Available records -
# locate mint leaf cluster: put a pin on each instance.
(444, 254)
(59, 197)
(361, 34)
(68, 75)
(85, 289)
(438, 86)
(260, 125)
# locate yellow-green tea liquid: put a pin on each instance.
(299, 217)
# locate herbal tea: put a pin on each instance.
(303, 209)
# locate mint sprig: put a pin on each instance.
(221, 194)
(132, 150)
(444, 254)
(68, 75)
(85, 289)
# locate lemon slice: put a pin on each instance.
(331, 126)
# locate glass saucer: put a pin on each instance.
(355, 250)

What the task requires -
Give every line of the entries above as a JSON list of strings, one string per line, leaving out any blank lines.

Output below -
[
  "# locate mint leaf cluster: put a pin on each instance.",
  "(444, 254)",
  "(59, 197)",
  "(361, 34)",
  "(68, 75)",
  "(85, 289)",
  "(438, 86)",
  "(260, 125)",
  "# locate yellow-green tea liquid: put a pin on each instance.",
  "(299, 217)",
  "# locate herbal tea: put a pin on each instance.",
  "(303, 209)",
  "# locate mint sprig: put a pin on each instance.",
  "(221, 194)",
  "(132, 150)",
  "(444, 254)",
  "(68, 75)",
  "(85, 289)",
  "# locate lemon slice: put a pin on each instance.",
  "(331, 126)",
  "# locate glass saucer: put a pin on each instance.",
  "(355, 250)"
]